### EXERCISE OBJECTIVE
The records below are to be transcribed exactly as they appear.

Dataset entries:
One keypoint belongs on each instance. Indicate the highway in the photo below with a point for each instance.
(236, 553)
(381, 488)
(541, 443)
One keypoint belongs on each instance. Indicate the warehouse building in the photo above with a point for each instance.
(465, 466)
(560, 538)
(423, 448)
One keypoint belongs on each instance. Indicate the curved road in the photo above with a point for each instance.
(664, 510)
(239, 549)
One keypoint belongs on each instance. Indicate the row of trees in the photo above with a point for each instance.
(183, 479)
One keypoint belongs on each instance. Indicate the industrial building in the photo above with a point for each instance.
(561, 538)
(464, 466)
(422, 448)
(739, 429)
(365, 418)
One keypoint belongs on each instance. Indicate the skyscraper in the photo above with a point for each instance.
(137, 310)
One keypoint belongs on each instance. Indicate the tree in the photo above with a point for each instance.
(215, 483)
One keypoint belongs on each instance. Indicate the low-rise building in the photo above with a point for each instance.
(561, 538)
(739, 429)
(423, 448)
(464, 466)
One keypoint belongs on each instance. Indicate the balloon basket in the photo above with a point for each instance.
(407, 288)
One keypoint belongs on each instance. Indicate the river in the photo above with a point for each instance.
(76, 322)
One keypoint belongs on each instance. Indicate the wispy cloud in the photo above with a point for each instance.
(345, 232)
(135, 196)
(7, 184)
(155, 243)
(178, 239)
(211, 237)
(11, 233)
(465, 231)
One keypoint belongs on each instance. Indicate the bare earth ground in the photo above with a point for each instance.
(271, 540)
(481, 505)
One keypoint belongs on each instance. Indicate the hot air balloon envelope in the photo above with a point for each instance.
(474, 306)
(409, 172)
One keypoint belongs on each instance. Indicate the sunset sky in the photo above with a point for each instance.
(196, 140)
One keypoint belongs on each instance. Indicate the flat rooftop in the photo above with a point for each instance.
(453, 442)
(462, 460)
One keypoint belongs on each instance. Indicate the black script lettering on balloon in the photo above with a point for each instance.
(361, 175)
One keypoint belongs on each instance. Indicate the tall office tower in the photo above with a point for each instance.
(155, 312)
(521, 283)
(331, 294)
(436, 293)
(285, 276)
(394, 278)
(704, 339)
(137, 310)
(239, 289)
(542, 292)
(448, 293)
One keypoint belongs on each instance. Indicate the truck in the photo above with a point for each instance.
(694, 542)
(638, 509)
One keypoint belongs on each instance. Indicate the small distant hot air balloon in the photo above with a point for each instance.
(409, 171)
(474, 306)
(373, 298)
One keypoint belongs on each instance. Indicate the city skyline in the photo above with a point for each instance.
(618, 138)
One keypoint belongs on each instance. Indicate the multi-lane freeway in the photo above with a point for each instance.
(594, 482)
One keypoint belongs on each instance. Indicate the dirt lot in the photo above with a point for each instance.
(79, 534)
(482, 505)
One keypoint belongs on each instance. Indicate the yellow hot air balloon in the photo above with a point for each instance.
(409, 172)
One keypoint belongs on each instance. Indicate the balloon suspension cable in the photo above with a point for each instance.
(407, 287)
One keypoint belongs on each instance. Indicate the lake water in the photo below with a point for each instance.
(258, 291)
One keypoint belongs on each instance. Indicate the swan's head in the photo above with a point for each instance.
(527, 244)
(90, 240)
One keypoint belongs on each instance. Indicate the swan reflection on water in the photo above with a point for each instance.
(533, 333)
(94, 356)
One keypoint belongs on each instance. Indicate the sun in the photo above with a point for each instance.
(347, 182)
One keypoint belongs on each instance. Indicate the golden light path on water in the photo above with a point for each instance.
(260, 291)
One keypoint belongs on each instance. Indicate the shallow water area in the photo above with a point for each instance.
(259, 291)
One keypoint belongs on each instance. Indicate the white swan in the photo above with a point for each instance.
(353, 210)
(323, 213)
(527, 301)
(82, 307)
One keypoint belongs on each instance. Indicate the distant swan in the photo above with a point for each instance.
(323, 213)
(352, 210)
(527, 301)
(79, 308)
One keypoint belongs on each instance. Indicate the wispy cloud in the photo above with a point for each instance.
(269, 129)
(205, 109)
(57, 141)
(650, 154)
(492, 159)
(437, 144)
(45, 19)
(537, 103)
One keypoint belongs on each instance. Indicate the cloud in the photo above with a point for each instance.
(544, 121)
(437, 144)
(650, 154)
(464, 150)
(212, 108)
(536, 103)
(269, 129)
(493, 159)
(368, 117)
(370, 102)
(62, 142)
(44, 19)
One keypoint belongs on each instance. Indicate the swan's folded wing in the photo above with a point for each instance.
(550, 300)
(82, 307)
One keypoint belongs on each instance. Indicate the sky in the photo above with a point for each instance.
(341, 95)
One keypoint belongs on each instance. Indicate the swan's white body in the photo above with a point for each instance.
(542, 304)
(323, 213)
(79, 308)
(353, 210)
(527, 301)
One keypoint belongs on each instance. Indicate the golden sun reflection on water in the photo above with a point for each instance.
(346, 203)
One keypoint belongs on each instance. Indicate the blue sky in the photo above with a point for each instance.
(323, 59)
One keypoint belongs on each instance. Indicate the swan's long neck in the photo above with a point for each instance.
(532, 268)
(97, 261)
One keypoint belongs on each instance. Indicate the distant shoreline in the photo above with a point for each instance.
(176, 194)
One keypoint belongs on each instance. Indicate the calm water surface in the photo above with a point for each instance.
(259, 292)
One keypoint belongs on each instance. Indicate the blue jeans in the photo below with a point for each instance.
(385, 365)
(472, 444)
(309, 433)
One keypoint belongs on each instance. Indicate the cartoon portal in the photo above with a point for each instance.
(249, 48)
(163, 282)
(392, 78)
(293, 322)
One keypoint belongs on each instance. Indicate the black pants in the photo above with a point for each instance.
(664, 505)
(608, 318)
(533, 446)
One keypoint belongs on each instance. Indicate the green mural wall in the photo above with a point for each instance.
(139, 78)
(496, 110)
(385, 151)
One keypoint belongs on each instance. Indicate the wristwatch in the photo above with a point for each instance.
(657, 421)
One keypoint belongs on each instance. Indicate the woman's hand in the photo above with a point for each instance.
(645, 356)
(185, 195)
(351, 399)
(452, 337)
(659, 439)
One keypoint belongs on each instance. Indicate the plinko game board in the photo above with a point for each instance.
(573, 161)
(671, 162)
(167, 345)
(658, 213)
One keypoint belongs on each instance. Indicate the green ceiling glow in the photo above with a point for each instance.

### ANSWER BOX
One keypoint belongs on each instance. Indicate the highway in the photo below with a point for each instance.
(236, 553)
(381, 488)
(541, 443)
One keypoint belongs on each instance. Indicate the warehouse building in the photo above with a point for each instance.
(465, 466)
(560, 538)
(423, 448)
One keypoint belongs on each instance. Indicate the curved road in the photo above with a point for each instance.
(664, 510)
(239, 549)
One keypoint belongs on each instance. Indicate the row of trees in the photo above with a point for each instance.
(183, 479)
One keypoint belongs on each instance. Indicate the industrial building in the photo above with a point for each instance.
(561, 538)
(464, 466)
(422, 448)
(739, 429)
(365, 418)
One keypoint belongs on each instance. Indicate the skyscraper in the photo above with a point for each instance.
(137, 310)
One keypoint belongs on each instance. Indicate the tree in the photo above with a point for each instance.
(215, 483)
One keypoint belongs on each instance. Indicate the low-rise building in the photo above with a point for each instance.
(561, 538)
(739, 429)
(423, 448)
(464, 466)
One keypoint belongs on each instance. Indicate the balloon basket in the photo above with a point for each instance.
(407, 288)
One keypoint belongs on each instance. Indicate the river in the photo above with a point for each instance.
(76, 322)
One keypoint belongs on each instance. Indicate the wispy cloud in the photo above with a point for each instance.
(345, 232)
(135, 196)
(7, 184)
(155, 243)
(178, 239)
(211, 237)
(11, 233)
(465, 231)
One keypoint belongs on each instance. Indicate the bare earth ground in the photo above with a point for each instance.
(271, 540)
(481, 505)
One keypoint belongs on each instance. Indicate the hot air balloon envelope in the photo above with a point for each instance.
(474, 306)
(409, 172)
One keypoint belongs on each instance. Indicate the sunset sky in the photo above with a point for each instance.
(196, 140)
One keypoint belongs on each instance. Indicate the flat rooftop in the photo above with a point for each instance.
(453, 442)
(462, 460)
One keypoint belongs on each instance. Indicate the black script lettering on balloon in the photo above with a point for each instance.
(361, 175)
One keypoint belongs on each instance. Indicate the tall office tower in the photo above with a point for each instance.
(155, 312)
(521, 283)
(331, 294)
(436, 293)
(285, 276)
(394, 278)
(704, 339)
(137, 310)
(239, 289)
(542, 292)
(448, 293)
One keypoint belongs on each instance. Indicate the truck in the photo above with a point for each instance.
(694, 542)
(638, 509)
One keypoint belongs on each instance. Indicate the small distant hot air balloon in the photo above with a point for each instance.
(409, 171)
(474, 306)
(373, 298)
One keypoint belongs on each instance. Indicate the city skyline in the photo above with a point for each instance.
(618, 138)
One keypoint belongs on each instance. Indicate the multi-lane freeway in the photo above with a point for each instance.
(594, 482)
One keypoint belongs on each instance. Indicate the dirt lot in the photo above with a point for each instance.
(79, 534)
(482, 505)
One keypoint belongs on each instance. Indicate the yellow hot air balloon in the photo above with a point for each instance.
(409, 172)
One keypoint belongs on each instance. Indicate the balloon suspension cable in the photo above with a point for each instance.
(407, 287)
One keypoint belongs on each instance. Indicate the lake water in the photo below with a point for each instance.
(258, 291)
One keypoint belongs on each instance. Indicate the swan's head in the photo above with a point for each instance.
(527, 244)
(90, 240)
One keypoint belongs on each instance. Indicate the swan reflection on water in the photo above with a point for each instance.
(533, 333)
(94, 356)
One keypoint belongs on each instance. Indicate the sun in the photo above with a point for each instance.
(347, 182)
One keypoint belongs on each instance. Indicate the golden light path on water in the photo above with a point for each instance.
(260, 291)
One keypoint belongs on each instance. Indicate the shallow water area in the photo above with a point for each instance.
(259, 291)
One keypoint belongs on each instance. Indicate the white swan in the photo above with a point for each instance.
(353, 210)
(323, 213)
(527, 301)
(82, 307)
One keypoint belongs on each instance. Indicate the distant swan in the photo above with a point for each instance.
(323, 213)
(352, 210)
(527, 301)
(79, 308)
One keypoint belongs on each instance. Indicate the wispy cloud in the photo above with a point for each instance.
(269, 129)
(205, 109)
(57, 141)
(650, 154)
(492, 159)
(437, 144)
(45, 19)
(537, 103)
One keypoint belongs on each instance. Indicate the cloud in the photo above with a point for each instance.
(544, 121)
(437, 144)
(650, 154)
(464, 150)
(212, 108)
(536, 103)
(269, 129)
(493, 159)
(368, 117)
(370, 102)
(62, 142)
(44, 19)
One keypoint belongs on each instance. Indicate the swan's folded wing in the photo above with a point for each instance.
(550, 300)
(82, 307)
One keypoint belongs on each instance. Indicate the sky in the photo above with a point for each instance.
(341, 95)
One keypoint belongs on each instance. Indicate the swan's white body in the photo above with a point for each instance.
(542, 304)
(323, 213)
(79, 308)
(353, 210)
(527, 301)
One keypoint belongs on each instance. Indicate the golden sun reflection on water in the photo above with a point for each instance.
(346, 203)
One keypoint belongs on each instance. Indicate the blue sky in the photo above with a point for each instance.
(323, 59)
One keypoint belongs on each instance. Indicate the swan's long neck in the photo above with a point for each instance.
(532, 268)
(97, 261)
One keypoint belongs on each instance. Indicate the distant shoreline in the photo above with a point for each instance.
(176, 194)
One keypoint belongs on each instance. Indicate the calm water surface in the photo above with a point for each instance.
(259, 292)
One keypoint belongs on each instance. Indicate the blue jeans in the photo below with a point for each instance.
(385, 365)
(472, 444)
(309, 433)
One keypoint belongs on each instance. Indicate the cartoon portal in the photo above with a point for each instance.
(249, 48)
(163, 282)
(392, 78)
(293, 322)
One keypoint belongs on each instance. Indicate the black pants in the photo above with a point for each instance.
(664, 505)
(608, 318)
(533, 446)
One keypoint belongs on each instance. Indicate the green mural wall in the photo above with a point for each instance.
(139, 78)
(496, 110)
(385, 151)
One keypoint belongs on each instance. Indicate the wristwatch in the photo above with a point for each instance.
(657, 421)
One keypoint belongs on each instance. Indicate the woman's hand in the photo above with a point for each instance.
(645, 356)
(185, 195)
(351, 399)
(452, 337)
(659, 439)
One keypoint belongs on each instance. Indicate the plinko game board in the photo above with a point for each instance.
(573, 161)
(671, 162)
(167, 345)
(658, 213)
One keypoint belongs on each instance. Indicate the green ceiling glow in the photo above with a point for each instance.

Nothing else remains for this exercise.